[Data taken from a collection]
————————

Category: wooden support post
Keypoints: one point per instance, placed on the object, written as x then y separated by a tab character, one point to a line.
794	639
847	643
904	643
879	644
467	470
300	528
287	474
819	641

————————

TASK DIRECTIONS
Can you write out all of the material above again, line for line, with no changes?

TASK SOLUTION
Category: wooden support post
Keypoints: one point per instance, placed on the object, written as x then y separated by a tab character, one point to a line.
794	639
847	643
904	643
879	644
467	470
300	528
287	474
819	641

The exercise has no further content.